> [Action item]
Copy out the entire listing, keeping each line exactly as it is.

─── Given records

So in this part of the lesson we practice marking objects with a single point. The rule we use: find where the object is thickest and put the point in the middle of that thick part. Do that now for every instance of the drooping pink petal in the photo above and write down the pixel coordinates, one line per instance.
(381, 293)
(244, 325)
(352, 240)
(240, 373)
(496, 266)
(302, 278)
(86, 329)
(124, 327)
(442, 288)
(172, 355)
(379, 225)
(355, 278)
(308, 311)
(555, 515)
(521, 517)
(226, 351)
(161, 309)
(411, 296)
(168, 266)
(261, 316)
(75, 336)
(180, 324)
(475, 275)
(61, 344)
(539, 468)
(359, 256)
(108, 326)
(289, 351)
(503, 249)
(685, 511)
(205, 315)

──────

> [Completed task]
So in this part of the lesson we practice marking objects with a single point. The rule we use: find where the object is thickest and put the point in the middle of that thick part. Do that now for every instance of the drooping pink petal in the photo above and write down the pixel coordinates, one line per instance.
(381, 293)
(244, 325)
(352, 240)
(240, 373)
(496, 266)
(302, 278)
(86, 329)
(124, 327)
(442, 288)
(172, 355)
(379, 225)
(355, 278)
(308, 311)
(555, 515)
(521, 517)
(226, 351)
(161, 309)
(411, 296)
(168, 266)
(261, 316)
(75, 336)
(180, 324)
(475, 275)
(61, 344)
(539, 468)
(359, 256)
(108, 326)
(289, 351)
(503, 249)
(685, 511)
(205, 315)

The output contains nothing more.